» **What is required**: Take the material below and retype it in full; pictures are left out.

--*--

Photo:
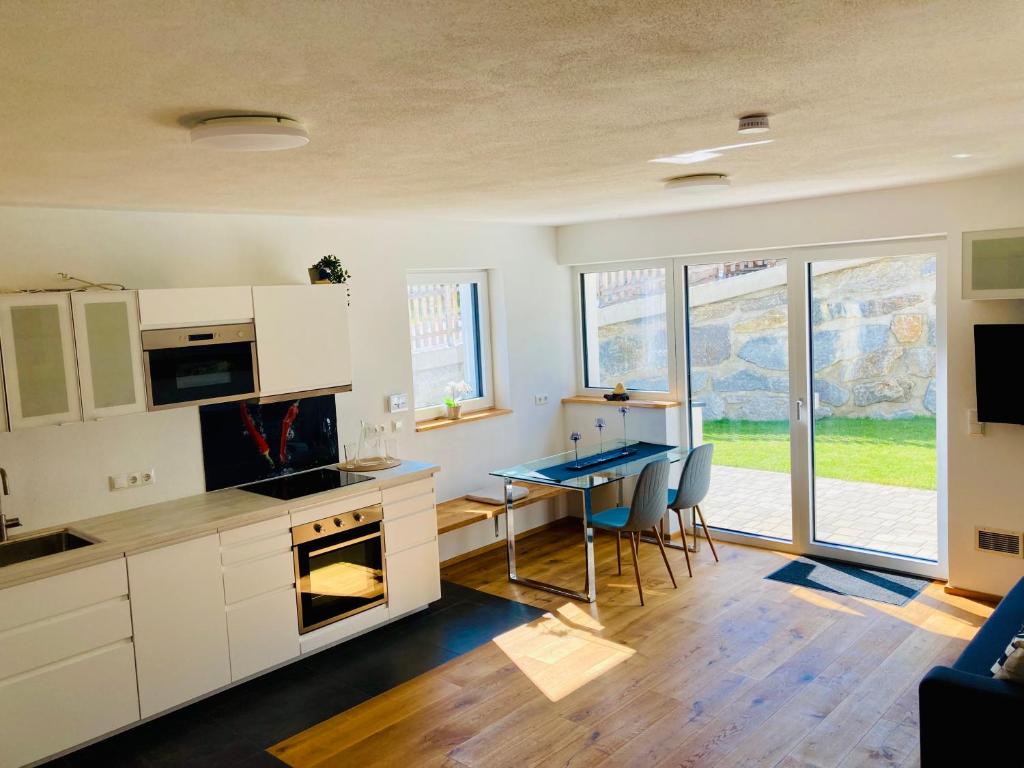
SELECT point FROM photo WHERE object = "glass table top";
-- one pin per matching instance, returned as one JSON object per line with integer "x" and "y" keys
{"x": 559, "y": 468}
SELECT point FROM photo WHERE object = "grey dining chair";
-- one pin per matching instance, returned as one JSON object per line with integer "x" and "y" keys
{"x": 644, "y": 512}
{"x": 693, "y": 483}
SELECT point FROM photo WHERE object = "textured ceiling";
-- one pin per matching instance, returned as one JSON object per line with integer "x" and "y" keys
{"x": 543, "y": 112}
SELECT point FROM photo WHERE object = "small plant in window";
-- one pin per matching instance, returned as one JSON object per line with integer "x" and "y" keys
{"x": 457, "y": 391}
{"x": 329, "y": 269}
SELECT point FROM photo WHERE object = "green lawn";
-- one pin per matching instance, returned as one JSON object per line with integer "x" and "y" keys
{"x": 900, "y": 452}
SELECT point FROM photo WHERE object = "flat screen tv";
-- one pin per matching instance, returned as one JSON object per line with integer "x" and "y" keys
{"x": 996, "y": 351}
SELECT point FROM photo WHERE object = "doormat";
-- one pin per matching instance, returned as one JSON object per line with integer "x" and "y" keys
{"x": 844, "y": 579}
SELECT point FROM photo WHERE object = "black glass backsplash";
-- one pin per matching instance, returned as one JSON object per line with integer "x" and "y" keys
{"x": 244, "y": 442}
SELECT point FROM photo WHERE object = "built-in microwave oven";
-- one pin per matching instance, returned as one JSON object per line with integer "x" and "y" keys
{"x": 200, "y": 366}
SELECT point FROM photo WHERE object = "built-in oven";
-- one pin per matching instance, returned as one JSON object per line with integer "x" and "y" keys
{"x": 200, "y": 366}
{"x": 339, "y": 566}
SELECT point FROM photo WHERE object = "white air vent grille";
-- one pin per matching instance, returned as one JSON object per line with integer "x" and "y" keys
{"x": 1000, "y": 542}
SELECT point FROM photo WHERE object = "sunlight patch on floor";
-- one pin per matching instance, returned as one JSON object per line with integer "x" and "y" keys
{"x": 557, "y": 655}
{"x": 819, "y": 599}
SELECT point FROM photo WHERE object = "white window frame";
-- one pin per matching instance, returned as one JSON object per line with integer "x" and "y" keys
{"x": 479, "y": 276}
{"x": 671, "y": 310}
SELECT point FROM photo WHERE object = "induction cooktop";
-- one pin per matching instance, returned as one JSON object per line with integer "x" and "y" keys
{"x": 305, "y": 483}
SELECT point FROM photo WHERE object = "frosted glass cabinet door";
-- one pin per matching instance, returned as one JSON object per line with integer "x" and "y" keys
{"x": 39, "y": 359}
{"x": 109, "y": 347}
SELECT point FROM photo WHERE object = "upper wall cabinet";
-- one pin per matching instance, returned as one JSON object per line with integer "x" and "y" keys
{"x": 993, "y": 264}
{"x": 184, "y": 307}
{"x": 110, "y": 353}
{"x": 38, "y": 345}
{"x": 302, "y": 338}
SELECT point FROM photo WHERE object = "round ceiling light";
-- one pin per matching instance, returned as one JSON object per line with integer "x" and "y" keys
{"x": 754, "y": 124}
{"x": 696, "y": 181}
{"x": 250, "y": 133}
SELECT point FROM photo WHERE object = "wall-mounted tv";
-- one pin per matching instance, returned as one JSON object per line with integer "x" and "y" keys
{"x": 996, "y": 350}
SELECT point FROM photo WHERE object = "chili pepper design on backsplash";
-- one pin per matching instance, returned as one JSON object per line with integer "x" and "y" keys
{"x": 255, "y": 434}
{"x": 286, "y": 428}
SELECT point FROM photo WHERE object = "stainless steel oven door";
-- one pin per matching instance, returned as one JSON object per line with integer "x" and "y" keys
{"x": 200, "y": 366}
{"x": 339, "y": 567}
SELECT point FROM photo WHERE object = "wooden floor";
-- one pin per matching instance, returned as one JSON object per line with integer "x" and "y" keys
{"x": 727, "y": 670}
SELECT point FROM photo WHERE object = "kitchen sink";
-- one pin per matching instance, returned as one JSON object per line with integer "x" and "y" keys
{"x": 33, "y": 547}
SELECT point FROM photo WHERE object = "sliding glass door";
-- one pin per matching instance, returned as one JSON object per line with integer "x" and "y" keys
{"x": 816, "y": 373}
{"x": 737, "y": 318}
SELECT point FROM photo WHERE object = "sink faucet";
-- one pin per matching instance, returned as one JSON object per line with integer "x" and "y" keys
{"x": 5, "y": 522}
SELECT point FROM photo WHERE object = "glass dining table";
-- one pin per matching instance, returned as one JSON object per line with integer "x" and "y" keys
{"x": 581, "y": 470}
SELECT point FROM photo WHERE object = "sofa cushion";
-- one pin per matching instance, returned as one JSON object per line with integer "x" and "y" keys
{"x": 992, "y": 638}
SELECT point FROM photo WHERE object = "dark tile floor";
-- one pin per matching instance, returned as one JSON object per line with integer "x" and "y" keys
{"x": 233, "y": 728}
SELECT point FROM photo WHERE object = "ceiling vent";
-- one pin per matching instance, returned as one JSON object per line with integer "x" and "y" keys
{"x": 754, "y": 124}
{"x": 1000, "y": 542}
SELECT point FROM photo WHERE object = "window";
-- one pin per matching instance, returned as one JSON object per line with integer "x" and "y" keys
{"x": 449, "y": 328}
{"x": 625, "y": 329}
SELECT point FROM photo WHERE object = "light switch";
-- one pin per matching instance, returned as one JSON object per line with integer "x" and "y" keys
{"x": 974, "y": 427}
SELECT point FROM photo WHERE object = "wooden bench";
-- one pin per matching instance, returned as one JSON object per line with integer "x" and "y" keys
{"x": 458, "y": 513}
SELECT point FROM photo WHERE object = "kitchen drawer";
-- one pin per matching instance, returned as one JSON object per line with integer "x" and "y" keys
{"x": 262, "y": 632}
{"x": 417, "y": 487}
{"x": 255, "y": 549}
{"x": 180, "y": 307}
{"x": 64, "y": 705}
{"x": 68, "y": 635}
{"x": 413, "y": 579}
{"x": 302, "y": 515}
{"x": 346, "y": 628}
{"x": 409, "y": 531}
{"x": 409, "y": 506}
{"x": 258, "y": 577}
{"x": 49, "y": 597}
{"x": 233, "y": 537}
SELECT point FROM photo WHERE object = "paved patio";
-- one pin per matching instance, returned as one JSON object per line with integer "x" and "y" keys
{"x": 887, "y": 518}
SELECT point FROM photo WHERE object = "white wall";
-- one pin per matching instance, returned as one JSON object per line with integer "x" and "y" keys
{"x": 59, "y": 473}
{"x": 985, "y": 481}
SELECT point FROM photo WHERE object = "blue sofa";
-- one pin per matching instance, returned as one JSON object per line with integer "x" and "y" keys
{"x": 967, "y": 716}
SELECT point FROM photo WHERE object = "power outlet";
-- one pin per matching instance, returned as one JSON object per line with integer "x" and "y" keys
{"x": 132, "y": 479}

--*--

» **Expected answer**:
Photo:
SELECT point FROM photo WHERE object = "glass table top";
-- one pin per matching instance, returned as one JSON object per line with integer "x" and "y" keys
{"x": 559, "y": 468}
SELECT point FROM photo WHERE object = "grey dining chair";
-- one pin per matching instance, returned as one JSON object per line with integer "x" and "y" keys
{"x": 644, "y": 512}
{"x": 693, "y": 483}
SELECT point FROM photo WHERE object = "textured ceiling";
-- one pin per matching instance, returned as one JSON object per line with integer "x" and "y" keys
{"x": 543, "y": 112}
SELECT point FROM photo WHERE object = "small plant in window";
-- one pin per matching instance, returned as one JSON object per line with integer "x" and "y" keys
{"x": 457, "y": 391}
{"x": 329, "y": 269}
SELECT point FROM photo WHERE object = "green lawn";
-- one pin per matching instance, returned as one JSON object per line with integer "x" and "y" keys
{"x": 900, "y": 452}
SELECT point FROM photo WHERE object = "flat screen tv";
-- one pin per matching instance, returned as one JSON object per line with integer "x" and "y" keys
{"x": 996, "y": 351}
SELECT point FROM photo WHERE object = "doormat";
-- one pin per matching instance, returned as one JSON object per line with integer "x" and "y" keys
{"x": 844, "y": 579}
SELECT point FROM photo WHERE object = "black glass backsplash";
-- one pin per matching instance, returned as one JSON object per line with integer "x" and "y" keys
{"x": 244, "y": 442}
SELECT point FROM photo WHERE object = "built-in microwave oven";
-- one pin per matching instance, returned as one JSON object per line with integer "x" and "y" keys
{"x": 200, "y": 366}
SELECT point FROM photo WHERE object = "built-in oven";
-- one pin per matching instance, returned as one JSON object per line with integer "x" and "y" keys
{"x": 200, "y": 366}
{"x": 339, "y": 566}
SELECT point FROM photo WHERE object = "white air vent grille";
-- one pin per matching instance, returned as one JSON object per line with integer "x" and "y" keys
{"x": 1000, "y": 542}
SELECT point FROM photo WHERE object = "sunlight patch on floor";
-- one pin per matching instance, returned as one JSON object per line with integer "x" and "y" keys
{"x": 557, "y": 655}
{"x": 819, "y": 599}
SELECT point FROM photo WHERE object = "white window frame";
-- one pin per matching instance, returned as one JSON object per line with integer "x" and "y" keys
{"x": 479, "y": 276}
{"x": 671, "y": 310}
SELECT point FROM photo WHERE object = "induction cooktop";
-- one pin per matching instance, returned as one JSON object per line with integer "x" and "y" keys
{"x": 305, "y": 483}
SELECT point FROM photo WHERE object = "frosted glass cabinet door";
-- one pin per matching instance, returned as one JSON object per line with integer "x" and "y" keys
{"x": 39, "y": 359}
{"x": 109, "y": 347}
SELECT point FROM photo WHERE object = "upper wall cabinet";
-- one pin per matching instance, returned as one JSON object per line with integer "x" and "y" keys
{"x": 993, "y": 264}
{"x": 184, "y": 307}
{"x": 110, "y": 353}
{"x": 38, "y": 345}
{"x": 302, "y": 338}
SELECT point FROM photo WHERE object = "round ceiling light";
-- one pin per matching instance, returned as one JSON object per line with integer "x" and "y" keys
{"x": 754, "y": 124}
{"x": 696, "y": 181}
{"x": 250, "y": 133}
SELECT point FROM photo WHERE object = "wall-mounted tv";
-- one pin per matching instance, returned as one JSON object per line with integer "x" and "y" keys
{"x": 996, "y": 350}
SELECT point FROM photo WHERE object = "chili pepper design on backsplash";
-- one pin per matching instance, returned as one JSON object per line with integer "x" and "y" keys
{"x": 255, "y": 434}
{"x": 286, "y": 428}
SELECT point FROM photo WHERE object = "stainless steel oven door";
-- one pin per matching instance, returned as one JSON object per line with integer "x" and "y" keys
{"x": 200, "y": 366}
{"x": 339, "y": 567}
SELECT point FROM photo WHERE object = "wooden floor";
-- one pin per matching instance, returned as one JSON object per line with integer "x" and "y" keys
{"x": 727, "y": 670}
SELECT point FROM photo WHERE object = "kitchen sink";
-- one pin per matching instance, returned as one JSON object per line with integer "x" and "y" keys
{"x": 33, "y": 547}
SELECT point FROM photo WHERE object = "sliding glass door";
-- one pin per matching instance, returned as one JSON object per line with integer "x" and "y" keys
{"x": 816, "y": 373}
{"x": 737, "y": 318}
SELECT point FROM photo WHERE object = "sink faucet";
-- one pin per matching instance, returned as one JSON object per line with integer "x" and "y" keys
{"x": 5, "y": 522}
SELECT point FROM photo WHERE object = "glass dining table";
-- one pin per matching instance, returned as one JSON object per line with integer "x" and "y" keys
{"x": 581, "y": 470}
SELECT point FROM photo WHERE object = "sofa cushion";
-- one pin per matching instance, returned as one JSON object per line with integer "x" and "y" keys
{"x": 992, "y": 638}
SELECT point FROM photo WHERE object = "dark tile floor";
-- one pin per matching instance, returned as one JSON object per line with integer "x" and "y" keys
{"x": 233, "y": 728}
SELECT point FROM photo WHERE object = "ceiling vent";
-- one pin per matching instance, returned as one JSON object per line with integer "x" and "y" keys
{"x": 754, "y": 124}
{"x": 1000, "y": 542}
SELECT point FROM photo WHERE object = "window";
-- one pin per matching instance, returned as one JSON object per line with integer "x" and "y" keys
{"x": 449, "y": 328}
{"x": 625, "y": 329}
SELECT point FROM photo WHERE object = "light switch";
-- one pin per matching instance, returned as one JSON object per line with integer "x" and "y" keys
{"x": 974, "y": 427}
SELECT point FROM photo WHERE object = "wooden bench";
-- one pin per matching instance, returned as one JSON object per line with integer "x" and "y" keys
{"x": 458, "y": 513}
SELECT point FROM photo WHERE object = "kitchen drawer";
-- one pin per matching instance, returned as one JSON object per line with integer "x" and "y" keys
{"x": 262, "y": 632}
{"x": 417, "y": 487}
{"x": 255, "y": 549}
{"x": 180, "y": 307}
{"x": 64, "y": 705}
{"x": 68, "y": 635}
{"x": 413, "y": 579}
{"x": 302, "y": 515}
{"x": 346, "y": 628}
{"x": 409, "y": 531}
{"x": 409, "y": 506}
{"x": 258, "y": 577}
{"x": 49, "y": 597}
{"x": 233, "y": 537}
SELECT point FROM photo WHERE object = "paved patio";
-- one pin per matching instance, returned as one JSON object per line with integer "x" and "y" keys
{"x": 887, "y": 518}
SELECT point FROM photo WHERE object = "white wall";
-- one pin per matching instance, returned as one JSON object per line with integer "x" and "y" keys
{"x": 59, "y": 473}
{"x": 985, "y": 481}
SELECT point FROM photo WHERE object = "blue sofa";
-- one pin per matching instance, returned as one JSON object per line with integer "x" and "y" keys
{"x": 967, "y": 716}
SELECT point FROM photo WHERE object = "power outlet";
-- one pin per matching instance, returned as one JSON object per line with integer "x" and "y" keys
{"x": 132, "y": 479}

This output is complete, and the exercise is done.